> [Material shown]
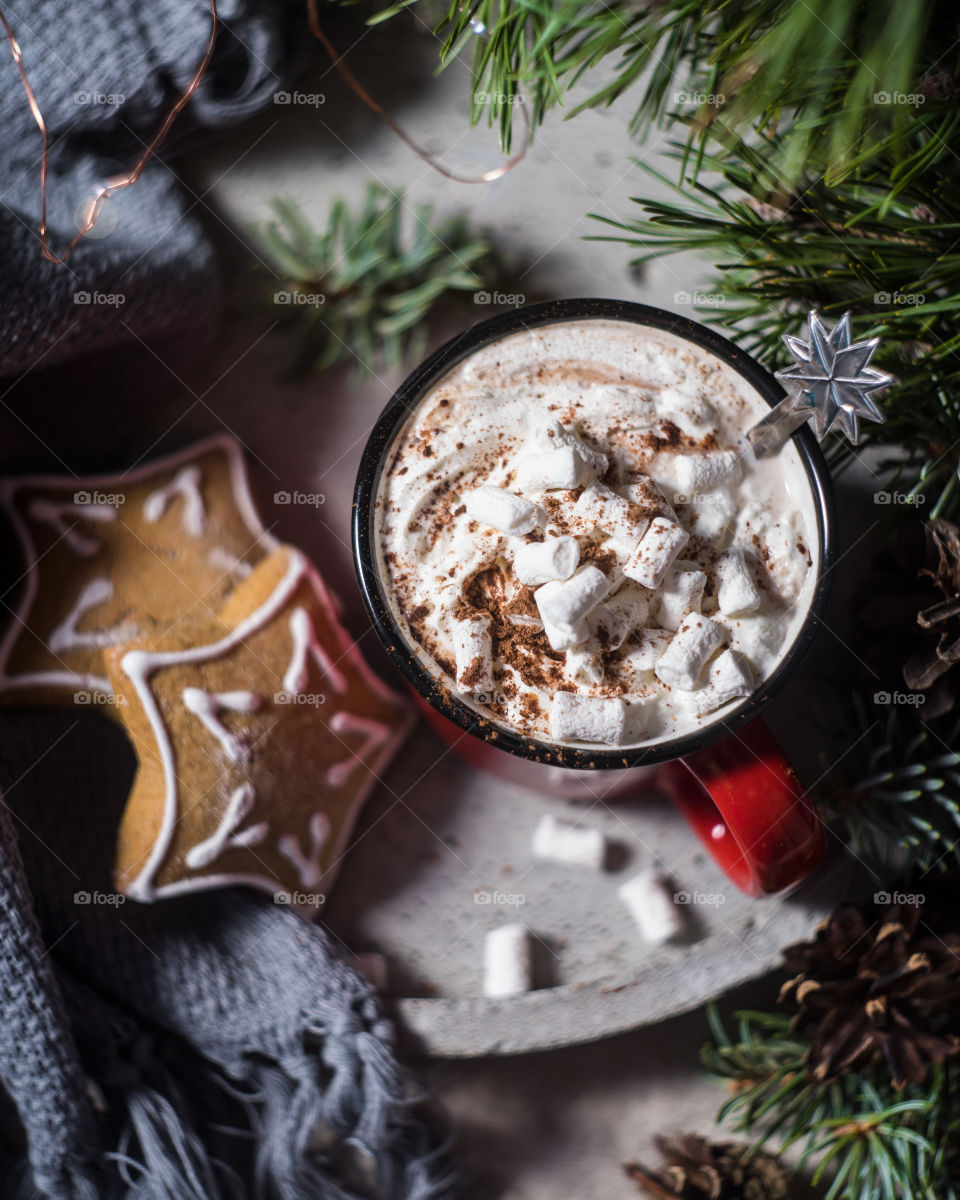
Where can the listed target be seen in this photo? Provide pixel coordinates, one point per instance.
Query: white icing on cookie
(375, 733)
(139, 665)
(208, 706)
(305, 642)
(228, 833)
(307, 865)
(67, 637)
(59, 676)
(63, 520)
(186, 485)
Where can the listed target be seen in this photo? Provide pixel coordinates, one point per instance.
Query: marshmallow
(705, 472)
(657, 550)
(553, 435)
(565, 605)
(737, 592)
(583, 664)
(643, 653)
(649, 897)
(575, 718)
(711, 515)
(517, 611)
(562, 841)
(600, 507)
(473, 647)
(757, 637)
(507, 961)
(682, 592)
(612, 622)
(562, 467)
(729, 677)
(539, 562)
(682, 664)
(647, 496)
(561, 639)
(501, 509)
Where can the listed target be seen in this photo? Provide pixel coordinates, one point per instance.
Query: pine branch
(864, 1139)
(899, 803)
(891, 258)
(736, 63)
(364, 287)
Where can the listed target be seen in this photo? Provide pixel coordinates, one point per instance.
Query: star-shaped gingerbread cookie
(106, 556)
(258, 739)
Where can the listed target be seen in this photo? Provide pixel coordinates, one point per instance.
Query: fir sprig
(891, 259)
(863, 1139)
(363, 288)
(731, 65)
(899, 804)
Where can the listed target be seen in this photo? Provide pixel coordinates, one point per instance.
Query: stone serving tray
(443, 855)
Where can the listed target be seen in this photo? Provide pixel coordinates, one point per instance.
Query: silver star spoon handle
(769, 433)
(829, 381)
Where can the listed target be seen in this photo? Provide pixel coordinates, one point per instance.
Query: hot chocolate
(576, 541)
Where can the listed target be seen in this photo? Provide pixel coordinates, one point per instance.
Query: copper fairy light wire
(117, 185)
(375, 106)
(111, 189)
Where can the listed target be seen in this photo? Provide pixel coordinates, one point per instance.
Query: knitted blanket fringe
(301, 1120)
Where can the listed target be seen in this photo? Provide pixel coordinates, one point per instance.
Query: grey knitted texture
(216, 1045)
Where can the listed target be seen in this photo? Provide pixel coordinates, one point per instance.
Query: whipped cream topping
(574, 540)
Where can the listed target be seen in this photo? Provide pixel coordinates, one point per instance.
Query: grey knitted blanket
(209, 1047)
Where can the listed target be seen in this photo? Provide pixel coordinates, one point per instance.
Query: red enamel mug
(729, 777)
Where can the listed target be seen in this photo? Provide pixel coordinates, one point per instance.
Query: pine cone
(876, 987)
(696, 1169)
(913, 605)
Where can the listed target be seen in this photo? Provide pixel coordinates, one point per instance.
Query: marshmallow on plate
(501, 509)
(539, 562)
(604, 509)
(683, 661)
(651, 900)
(681, 592)
(575, 718)
(657, 551)
(564, 605)
(507, 961)
(473, 647)
(737, 592)
(562, 841)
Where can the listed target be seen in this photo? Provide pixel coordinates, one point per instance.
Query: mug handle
(744, 801)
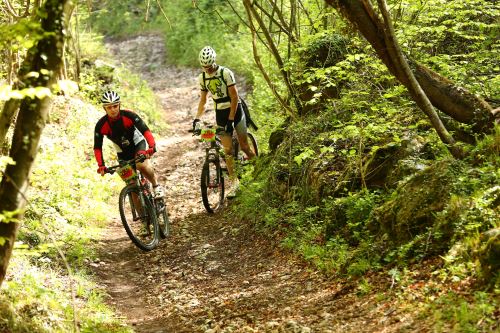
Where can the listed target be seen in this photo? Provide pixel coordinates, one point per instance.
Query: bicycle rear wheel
(238, 154)
(139, 222)
(162, 216)
(212, 186)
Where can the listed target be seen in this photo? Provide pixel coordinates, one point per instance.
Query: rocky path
(215, 274)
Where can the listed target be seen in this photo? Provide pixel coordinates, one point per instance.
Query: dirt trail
(214, 274)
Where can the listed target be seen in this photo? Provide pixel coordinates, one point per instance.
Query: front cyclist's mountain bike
(144, 217)
(214, 168)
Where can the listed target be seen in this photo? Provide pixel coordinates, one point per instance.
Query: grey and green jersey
(217, 83)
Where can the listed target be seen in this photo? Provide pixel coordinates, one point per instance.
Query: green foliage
(38, 299)
(21, 35)
(464, 314)
(459, 39)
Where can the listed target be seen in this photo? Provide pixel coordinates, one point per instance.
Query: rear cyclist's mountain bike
(214, 167)
(144, 217)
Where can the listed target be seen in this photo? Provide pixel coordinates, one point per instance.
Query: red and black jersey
(125, 132)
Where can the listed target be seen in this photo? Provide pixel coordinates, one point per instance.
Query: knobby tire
(147, 222)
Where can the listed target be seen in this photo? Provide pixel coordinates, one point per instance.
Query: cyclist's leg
(145, 167)
(241, 131)
(227, 143)
(221, 117)
(126, 155)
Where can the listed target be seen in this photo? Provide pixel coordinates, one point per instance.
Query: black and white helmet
(207, 56)
(110, 97)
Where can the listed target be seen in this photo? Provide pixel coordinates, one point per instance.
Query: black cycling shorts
(129, 153)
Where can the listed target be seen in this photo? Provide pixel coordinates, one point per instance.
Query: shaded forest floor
(215, 274)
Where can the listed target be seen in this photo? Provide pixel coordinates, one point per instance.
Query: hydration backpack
(244, 106)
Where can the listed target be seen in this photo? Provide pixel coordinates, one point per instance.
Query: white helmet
(207, 56)
(110, 97)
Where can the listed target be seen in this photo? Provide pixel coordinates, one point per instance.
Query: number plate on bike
(127, 172)
(207, 135)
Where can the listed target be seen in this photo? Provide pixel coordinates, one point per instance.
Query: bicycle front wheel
(138, 220)
(162, 216)
(212, 186)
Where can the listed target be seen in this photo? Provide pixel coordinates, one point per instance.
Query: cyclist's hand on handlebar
(196, 125)
(102, 170)
(150, 152)
(229, 127)
(141, 153)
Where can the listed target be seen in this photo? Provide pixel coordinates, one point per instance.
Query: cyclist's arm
(141, 126)
(98, 139)
(233, 93)
(201, 104)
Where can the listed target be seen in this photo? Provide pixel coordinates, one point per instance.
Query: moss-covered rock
(417, 201)
(489, 255)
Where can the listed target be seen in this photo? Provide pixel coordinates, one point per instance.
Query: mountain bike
(214, 169)
(144, 217)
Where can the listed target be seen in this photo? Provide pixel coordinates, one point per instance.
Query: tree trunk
(274, 51)
(44, 58)
(455, 101)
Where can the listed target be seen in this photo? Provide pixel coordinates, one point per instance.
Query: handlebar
(218, 130)
(138, 159)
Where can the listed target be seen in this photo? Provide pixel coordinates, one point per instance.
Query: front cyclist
(220, 82)
(129, 135)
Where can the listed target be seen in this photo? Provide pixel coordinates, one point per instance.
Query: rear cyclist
(129, 135)
(228, 111)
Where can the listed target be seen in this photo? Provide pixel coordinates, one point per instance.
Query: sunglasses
(112, 106)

> [Your instructions] Locate every line in the records above that contains the string "bicycle", matching case exactly, and copy each of those lines.

> [Task answer]
Query: bicycle rear wheel
Query: bicycle front wheel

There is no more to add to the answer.